[Location identification items]
>>>>>

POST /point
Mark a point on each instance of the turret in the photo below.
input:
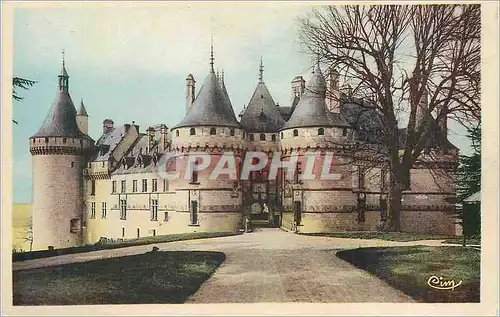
(82, 118)
(190, 91)
(59, 151)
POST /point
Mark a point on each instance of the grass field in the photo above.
(410, 268)
(20, 222)
(389, 236)
(153, 277)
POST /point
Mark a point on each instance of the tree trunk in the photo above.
(394, 208)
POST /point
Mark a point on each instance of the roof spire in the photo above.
(261, 71)
(212, 55)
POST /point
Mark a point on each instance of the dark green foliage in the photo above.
(152, 277)
(18, 82)
(409, 269)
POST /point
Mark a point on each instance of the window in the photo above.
(92, 210)
(194, 212)
(154, 209)
(74, 225)
(298, 172)
(361, 178)
(123, 209)
(104, 214)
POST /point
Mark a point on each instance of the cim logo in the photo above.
(440, 283)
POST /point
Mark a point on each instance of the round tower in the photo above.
(59, 150)
(318, 196)
(210, 128)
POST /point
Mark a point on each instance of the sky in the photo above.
(129, 62)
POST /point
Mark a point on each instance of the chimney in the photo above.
(298, 86)
(442, 120)
(107, 125)
(332, 91)
(190, 91)
(151, 138)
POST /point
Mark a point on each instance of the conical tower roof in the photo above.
(61, 119)
(311, 110)
(82, 111)
(211, 107)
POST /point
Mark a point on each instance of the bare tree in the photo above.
(417, 65)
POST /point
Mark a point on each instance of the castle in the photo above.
(85, 190)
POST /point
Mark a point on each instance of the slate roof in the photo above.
(82, 111)
(61, 119)
(311, 110)
(262, 114)
(211, 107)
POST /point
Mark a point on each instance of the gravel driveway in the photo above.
(270, 265)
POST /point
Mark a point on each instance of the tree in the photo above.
(469, 182)
(419, 64)
(18, 82)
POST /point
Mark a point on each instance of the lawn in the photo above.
(23, 256)
(409, 269)
(153, 277)
(389, 236)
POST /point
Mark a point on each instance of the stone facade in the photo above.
(115, 188)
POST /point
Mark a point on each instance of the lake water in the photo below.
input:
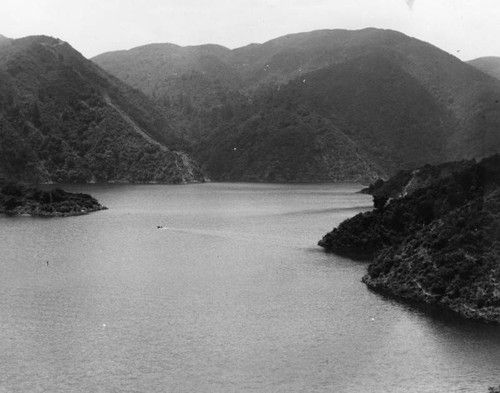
(233, 295)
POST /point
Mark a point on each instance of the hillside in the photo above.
(438, 242)
(63, 119)
(489, 65)
(17, 198)
(368, 103)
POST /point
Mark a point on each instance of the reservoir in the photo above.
(231, 294)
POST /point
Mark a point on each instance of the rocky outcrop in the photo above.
(21, 199)
(437, 244)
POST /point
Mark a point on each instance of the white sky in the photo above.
(464, 28)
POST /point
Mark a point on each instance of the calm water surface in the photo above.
(233, 295)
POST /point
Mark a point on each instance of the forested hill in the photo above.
(63, 119)
(434, 237)
(321, 106)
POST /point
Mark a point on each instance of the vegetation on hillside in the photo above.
(439, 243)
(321, 106)
(62, 119)
(17, 198)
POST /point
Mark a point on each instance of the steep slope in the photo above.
(439, 243)
(398, 101)
(63, 119)
(489, 65)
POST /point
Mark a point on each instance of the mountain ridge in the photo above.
(63, 120)
(430, 108)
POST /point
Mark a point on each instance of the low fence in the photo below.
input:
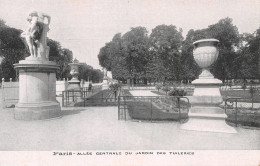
(138, 87)
(93, 97)
(242, 111)
(10, 94)
(153, 108)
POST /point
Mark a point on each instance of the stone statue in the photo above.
(105, 72)
(36, 33)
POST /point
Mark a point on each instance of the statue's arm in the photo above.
(48, 17)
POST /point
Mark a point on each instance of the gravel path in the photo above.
(97, 128)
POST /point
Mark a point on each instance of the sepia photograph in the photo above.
(130, 82)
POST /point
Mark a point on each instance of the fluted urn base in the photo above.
(205, 113)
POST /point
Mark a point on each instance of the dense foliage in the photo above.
(164, 56)
(13, 49)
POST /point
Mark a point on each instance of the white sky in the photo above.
(84, 26)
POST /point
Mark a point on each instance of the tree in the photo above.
(87, 72)
(135, 52)
(165, 43)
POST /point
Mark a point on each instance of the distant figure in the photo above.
(105, 72)
(35, 34)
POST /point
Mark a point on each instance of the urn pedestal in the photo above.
(74, 83)
(205, 113)
(37, 90)
(105, 83)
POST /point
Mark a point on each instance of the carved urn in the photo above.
(205, 53)
(74, 70)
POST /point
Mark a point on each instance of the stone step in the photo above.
(208, 116)
(206, 125)
(207, 110)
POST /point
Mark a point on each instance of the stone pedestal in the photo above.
(37, 90)
(206, 97)
(74, 83)
(105, 83)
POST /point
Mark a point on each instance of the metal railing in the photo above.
(83, 98)
(153, 108)
(242, 111)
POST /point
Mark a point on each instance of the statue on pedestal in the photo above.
(37, 75)
(35, 34)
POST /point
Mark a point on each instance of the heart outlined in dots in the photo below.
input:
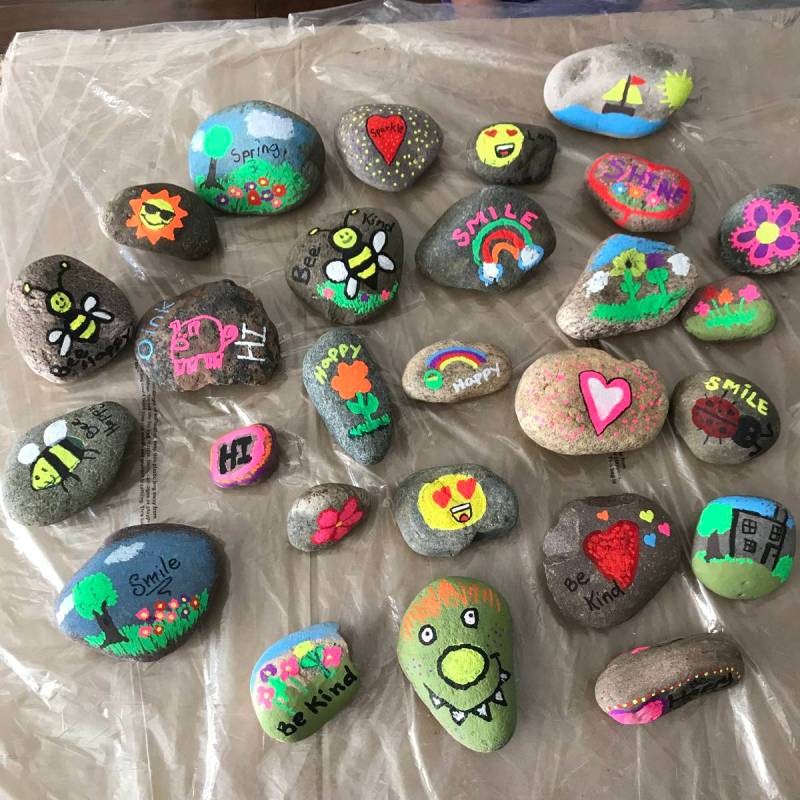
(615, 551)
(605, 400)
(387, 134)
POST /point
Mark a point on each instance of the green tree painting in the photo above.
(93, 596)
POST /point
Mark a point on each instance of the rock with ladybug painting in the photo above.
(442, 510)
(143, 592)
(347, 267)
(63, 465)
(585, 401)
(724, 418)
(161, 218)
(605, 558)
(388, 146)
(66, 319)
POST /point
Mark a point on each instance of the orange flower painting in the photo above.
(351, 379)
(156, 216)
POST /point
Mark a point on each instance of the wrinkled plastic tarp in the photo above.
(84, 114)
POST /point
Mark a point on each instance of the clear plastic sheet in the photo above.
(84, 114)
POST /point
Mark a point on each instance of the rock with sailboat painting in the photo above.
(625, 90)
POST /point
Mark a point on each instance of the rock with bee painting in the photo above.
(61, 466)
(142, 593)
(344, 383)
(161, 218)
(511, 152)
(67, 320)
(325, 514)
(729, 309)
(724, 418)
(217, 333)
(302, 681)
(255, 158)
(624, 89)
(347, 267)
(489, 241)
(387, 147)
(639, 195)
(442, 510)
(630, 284)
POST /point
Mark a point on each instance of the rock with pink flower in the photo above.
(760, 234)
(729, 309)
(325, 514)
(302, 681)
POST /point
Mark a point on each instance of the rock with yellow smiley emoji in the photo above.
(511, 153)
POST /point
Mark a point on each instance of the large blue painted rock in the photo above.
(142, 593)
(255, 158)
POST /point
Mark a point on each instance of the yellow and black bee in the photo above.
(362, 261)
(57, 461)
(77, 324)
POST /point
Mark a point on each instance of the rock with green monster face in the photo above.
(455, 648)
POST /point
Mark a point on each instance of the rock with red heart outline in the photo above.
(442, 510)
(387, 146)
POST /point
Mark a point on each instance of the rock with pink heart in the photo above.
(605, 558)
(325, 514)
(585, 401)
(641, 685)
(630, 284)
(442, 510)
(387, 146)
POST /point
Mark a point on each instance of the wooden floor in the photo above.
(29, 15)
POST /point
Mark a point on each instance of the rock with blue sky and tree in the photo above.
(255, 158)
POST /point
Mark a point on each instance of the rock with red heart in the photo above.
(511, 152)
(387, 146)
(648, 681)
(325, 514)
(442, 510)
(605, 558)
(630, 284)
(639, 195)
(585, 401)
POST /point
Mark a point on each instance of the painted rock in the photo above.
(640, 686)
(217, 333)
(449, 371)
(387, 147)
(344, 384)
(606, 557)
(67, 320)
(161, 218)
(630, 284)
(302, 681)
(729, 309)
(442, 510)
(724, 418)
(348, 267)
(512, 152)
(142, 594)
(256, 158)
(325, 514)
(244, 456)
(743, 547)
(455, 649)
(584, 401)
(625, 90)
(489, 241)
(639, 195)
(61, 466)
(761, 232)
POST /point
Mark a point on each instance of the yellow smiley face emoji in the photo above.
(499, 144)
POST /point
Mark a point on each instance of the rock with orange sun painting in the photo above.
(162, 218)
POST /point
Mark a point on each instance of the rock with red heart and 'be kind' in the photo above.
(387, 146)
(605, 558)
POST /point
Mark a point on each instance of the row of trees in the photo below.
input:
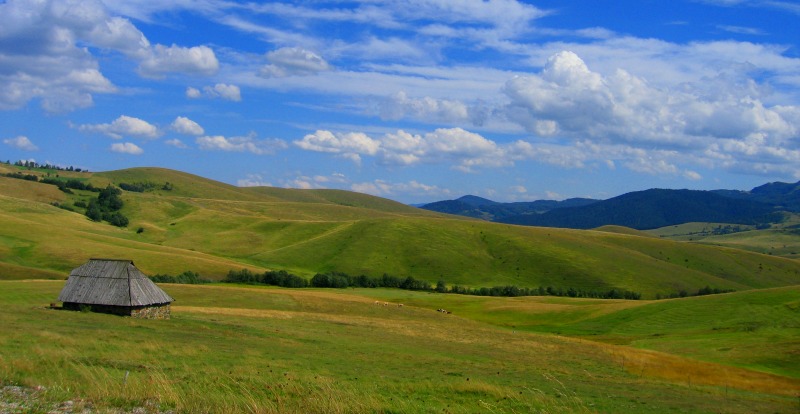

<<<<<

**THE TASK:**
Find every line in the records above that contains the word "emoji" and copy each of those lines. Case counts, so uppercase and lowercase letters must match.

**TASK OUTPUT:**
Mark a point on each instance of the rock with yellow smiley emoji in the photo above.
Mark a point on each instance of the yellow smiley face emoji in the photo above.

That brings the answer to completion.